WHAT TO PRODUCE: Write the next part of the section on configuring Xen virtual machines as cluster resources, continuing after its final sentence.

DOCUMENT SEGMENT:
— Start —
14.2 Virtual Machines as Cluster Resources

In this scenario, you have an OES cluster configured on physical machines. OES and Xen are installed and configured on each node along with OES Cluster Services. This part of the OES Cluster Services configuration does not differ from that of an OES cluster without virtualization.

You can create OES virtual machines on each cluster node and configure those virtual machines to be cluster resources. You can then fail over or migrate virtual machine cluster resources (entire virtual machines) to different physical nodes in your cluster.

Figure 14-1 depicts how this setup might look. OES Cluster Services (NCS) is installed and running on the virtual machine (VM) host server.

Figure 14-1 Virtual Machines as Cluster Resources

The following sections describe how to create a cluster resource and its cluster scripts for each virtual machine:

14.2.1 Creating a Xen Virtual Machine Cluster Resource

OES Cluster Services includes two Xen (virtual machine) resource templates, which greatly simplify the process for creating a virtual machine cluster resource. Much of the virtual machine cluster resource configuration is performed automatically by the Xen resource templates. The two templates are named Xen_Template and XenLive_Template. Both templates perform similar functions to automatically configure the cluster resource for the virtual machine.

The XenLive template provides an additional function to allow a manual virtual machine resource migration without the need to boot or bring up the virtual machine on the cluster node where the virtual machine has been migrated. This lets clients continue to access a virtual machine that has been migrated without reconnecting or waiting for the virtual machine to boot or load on the target node.

IMPORTANT:The live migrate function is only useful for a manual virtual machine resource migration, and does not work for a virtual machine resource failover or failback.

Ensure that your Xen setup is working properly before you attempt to set up the OES Cluster Services clustering for your virtual machines in the Xen host environment. Refer to the Introduction to Xen Virtualization to find out how to set up XEN and XEN virtual machines.

To configure a virtual machine as a cluster resource:

  1. Open your Internet browser and enter the URL for iManager.

    The URL is http://server_ip_address/nps/imanager.html. Replace server_ip_address with the IP address or DNS name of a server in the cluster or with the IP address for Apache-based services.

  2. Specify your user name and password, specify the tree where you are installing the cluster, then click Login.

  3. In iManager, select Clusters > My Clusters, select the cluster, then click Cluster Options.

  4. On the Cluster Options page, click New.

  5. Click the Resource radio button to specify Resource as the resource type you want to create, then click Next.

  6. Specify a name for the virtual machine resource.

  7. In the Inherit From Template field, browse to the Cluster object container, then select the desired Xen template name from the list of templates in the container.

    The Xen templates are named Xen_Template and XenLive_Template.

  8. Select the Define Additional Properties check box, click Next, then continue with Configuring Virtual Machine Load, Unload, and Monitor Scripts.

14.2.2 Configuring Virtual Machine Load, Unload, and Monitor Scripts

The Xen resource templates configure the virtual machine resource by automatically creating load, unload, and monitor scripts, setting failover and failback modes, and assigning the virtual machine as a resource to all nodes in the cluster.
— End —
PROVIDED RECORDS:
— Start —
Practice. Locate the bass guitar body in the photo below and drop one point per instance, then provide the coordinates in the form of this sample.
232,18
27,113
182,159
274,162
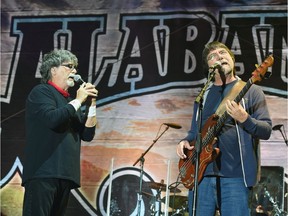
— End —
RIGHT ANSWER:
The load, unload, and monitor scripts for virtual machine cluster resources do not need to be modified if all the following are true:

  • The resource name is the same as the virtual machine name.

  • The configuration file name is the same as the virtual machine name.

  • The mount point directory name is the same as the virtual machine name.

  • You are using the Reiser file system.

If you are not modifying the scripts, continue the setup by configuring the resource policies and the resource server assignments. See Section 10.9, Configuring the Start, Failover, and Failback Modes for Cluster Resources and Section 10.10, Configuring Preferred Nodes and Node Failover Order for a Resource.

If you are modifying the scripts, continue with the following sections:

Configuring the Load Script

The virtual machine resource load script page should already be displayed. The load script contains commands to start the virtual machine. You can customize some commands for your specific configuration.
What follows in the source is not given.